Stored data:
= = = = =

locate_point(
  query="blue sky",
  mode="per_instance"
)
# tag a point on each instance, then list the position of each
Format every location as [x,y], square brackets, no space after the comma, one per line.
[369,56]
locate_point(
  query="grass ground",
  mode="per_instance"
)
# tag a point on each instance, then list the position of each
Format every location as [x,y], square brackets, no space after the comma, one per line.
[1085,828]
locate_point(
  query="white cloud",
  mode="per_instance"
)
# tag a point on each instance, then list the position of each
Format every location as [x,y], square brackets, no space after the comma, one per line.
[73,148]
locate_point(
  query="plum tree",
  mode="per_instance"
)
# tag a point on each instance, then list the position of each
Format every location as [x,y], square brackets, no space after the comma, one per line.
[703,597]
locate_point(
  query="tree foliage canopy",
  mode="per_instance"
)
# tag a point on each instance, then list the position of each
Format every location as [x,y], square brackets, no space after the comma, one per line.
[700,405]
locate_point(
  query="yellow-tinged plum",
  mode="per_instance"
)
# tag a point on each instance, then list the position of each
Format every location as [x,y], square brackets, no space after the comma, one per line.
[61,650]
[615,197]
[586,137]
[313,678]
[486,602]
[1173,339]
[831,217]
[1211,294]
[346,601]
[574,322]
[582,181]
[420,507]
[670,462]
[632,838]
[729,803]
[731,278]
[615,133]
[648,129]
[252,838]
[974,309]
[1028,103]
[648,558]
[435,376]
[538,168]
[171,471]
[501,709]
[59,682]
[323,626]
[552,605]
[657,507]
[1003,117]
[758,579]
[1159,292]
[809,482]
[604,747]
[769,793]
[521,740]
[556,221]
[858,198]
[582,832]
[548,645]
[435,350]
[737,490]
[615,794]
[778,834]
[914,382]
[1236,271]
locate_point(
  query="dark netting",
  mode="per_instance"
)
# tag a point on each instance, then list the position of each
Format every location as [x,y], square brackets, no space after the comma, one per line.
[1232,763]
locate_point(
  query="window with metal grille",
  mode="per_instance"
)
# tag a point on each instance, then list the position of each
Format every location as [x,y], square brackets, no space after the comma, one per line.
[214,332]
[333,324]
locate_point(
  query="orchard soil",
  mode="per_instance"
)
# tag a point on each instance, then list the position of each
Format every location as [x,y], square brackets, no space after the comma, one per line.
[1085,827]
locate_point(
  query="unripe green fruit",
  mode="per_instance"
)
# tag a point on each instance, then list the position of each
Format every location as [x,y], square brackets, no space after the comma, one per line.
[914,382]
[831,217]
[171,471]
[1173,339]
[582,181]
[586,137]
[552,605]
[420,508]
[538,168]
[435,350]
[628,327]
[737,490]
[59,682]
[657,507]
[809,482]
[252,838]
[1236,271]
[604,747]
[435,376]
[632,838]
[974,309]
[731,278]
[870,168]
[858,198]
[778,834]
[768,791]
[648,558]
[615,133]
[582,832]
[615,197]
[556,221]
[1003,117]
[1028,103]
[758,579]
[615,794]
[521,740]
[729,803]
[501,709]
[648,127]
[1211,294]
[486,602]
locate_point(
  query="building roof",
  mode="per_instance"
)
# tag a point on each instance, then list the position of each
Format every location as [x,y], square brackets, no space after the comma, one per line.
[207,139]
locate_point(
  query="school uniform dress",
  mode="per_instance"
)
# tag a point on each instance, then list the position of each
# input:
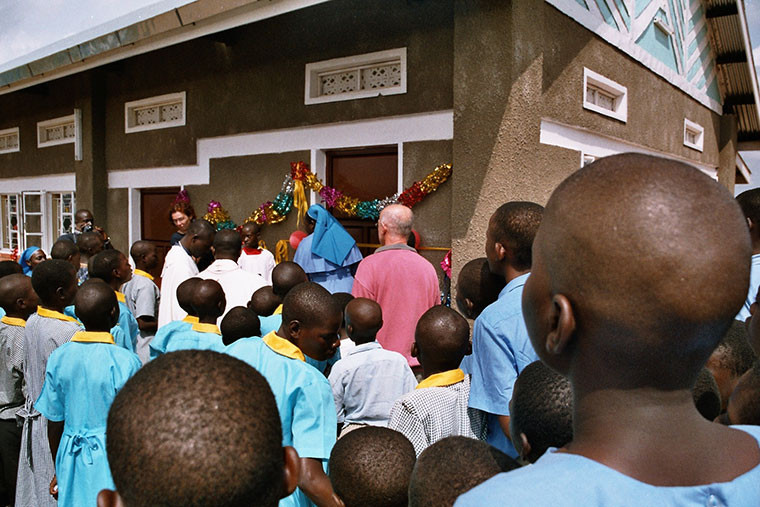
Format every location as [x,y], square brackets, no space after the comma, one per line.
[178,267]
[257,261]
[11,401]
[45,331]
[142,297]
[165,334]
[81,381]
[569,479]
[199,337]
[437,409]
[501,349]
[303,396]
[367,382]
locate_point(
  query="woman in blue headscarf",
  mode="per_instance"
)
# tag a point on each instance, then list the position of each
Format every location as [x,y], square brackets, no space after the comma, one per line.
[30,258]
[329,254]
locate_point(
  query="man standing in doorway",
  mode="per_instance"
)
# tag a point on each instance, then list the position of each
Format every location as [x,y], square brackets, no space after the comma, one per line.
[402,281]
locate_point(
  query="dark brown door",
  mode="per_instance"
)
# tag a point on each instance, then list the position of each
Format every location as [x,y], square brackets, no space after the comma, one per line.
[156,225]
[367,173]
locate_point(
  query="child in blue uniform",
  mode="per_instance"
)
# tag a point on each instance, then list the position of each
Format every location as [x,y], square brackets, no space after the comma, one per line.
[81,380]
[632,336]
[208,302]
[310,322]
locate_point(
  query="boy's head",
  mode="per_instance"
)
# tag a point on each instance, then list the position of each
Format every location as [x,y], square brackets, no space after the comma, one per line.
[441,339]
[589,296]
[744,403]
[144,254]
[731,358]
[96,306]
[250,234]
[240,322]
[166,445]
[111,266]
[706,395]
[371,466]
[66,250]
[208,300]
[89,244]
[17,297]
[285,276]
[452,466]
[310,319]
[264,301]
[477,287]
[364,318]
[185,292]
[227,245]
[55,282]
[510,234]
[541,411]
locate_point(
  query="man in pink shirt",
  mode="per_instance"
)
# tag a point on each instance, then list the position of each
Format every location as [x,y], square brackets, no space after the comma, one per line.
[399,279]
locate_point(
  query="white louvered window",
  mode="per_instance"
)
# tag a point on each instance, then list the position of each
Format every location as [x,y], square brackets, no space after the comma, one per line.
[356,77]
[160,112]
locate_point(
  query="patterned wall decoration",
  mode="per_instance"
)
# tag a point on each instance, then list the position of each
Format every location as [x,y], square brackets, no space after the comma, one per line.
[667,36]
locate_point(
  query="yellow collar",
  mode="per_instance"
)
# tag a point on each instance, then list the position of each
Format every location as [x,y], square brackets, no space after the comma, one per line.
[93,337]
[142,273]
[283,346]
[443,379]
[206,328]
[13,321]
[52,314]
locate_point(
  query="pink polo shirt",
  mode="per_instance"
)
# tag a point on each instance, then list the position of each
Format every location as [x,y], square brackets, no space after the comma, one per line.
[405,285]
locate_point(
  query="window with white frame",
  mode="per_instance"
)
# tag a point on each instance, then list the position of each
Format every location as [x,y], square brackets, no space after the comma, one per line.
[693,135]
[9,140]
[604,96]
[163,111]
[56,131]
[356,77]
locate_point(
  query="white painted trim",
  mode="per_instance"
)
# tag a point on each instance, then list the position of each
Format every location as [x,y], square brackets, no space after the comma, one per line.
[432,126]
[169,98]
[65,182]
[592,143]
[11,131]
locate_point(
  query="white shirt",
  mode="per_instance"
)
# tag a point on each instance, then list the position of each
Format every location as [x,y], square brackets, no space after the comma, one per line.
[178,267]
[367,382]
[238,285]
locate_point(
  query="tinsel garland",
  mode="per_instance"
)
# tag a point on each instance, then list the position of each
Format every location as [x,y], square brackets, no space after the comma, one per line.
[292,194]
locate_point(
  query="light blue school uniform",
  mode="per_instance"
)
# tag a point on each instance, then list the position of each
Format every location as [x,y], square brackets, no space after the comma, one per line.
[82,378]
[303,395]
[501,349]
[569,479]
[754,283]
[198,337]
[166,332]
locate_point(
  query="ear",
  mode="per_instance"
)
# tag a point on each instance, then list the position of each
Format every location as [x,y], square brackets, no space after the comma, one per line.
[109,498]
[562,325]
[291,471]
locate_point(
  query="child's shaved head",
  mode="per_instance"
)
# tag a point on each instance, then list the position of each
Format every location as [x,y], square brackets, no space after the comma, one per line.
[441,339]
[364,318]
[452,466]
[371,466]
[196,428]
[285,276]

= = = = =

• Problem description:
Say how many lines in the records hold "tree", with the number as the whole reply.

• Result below:
2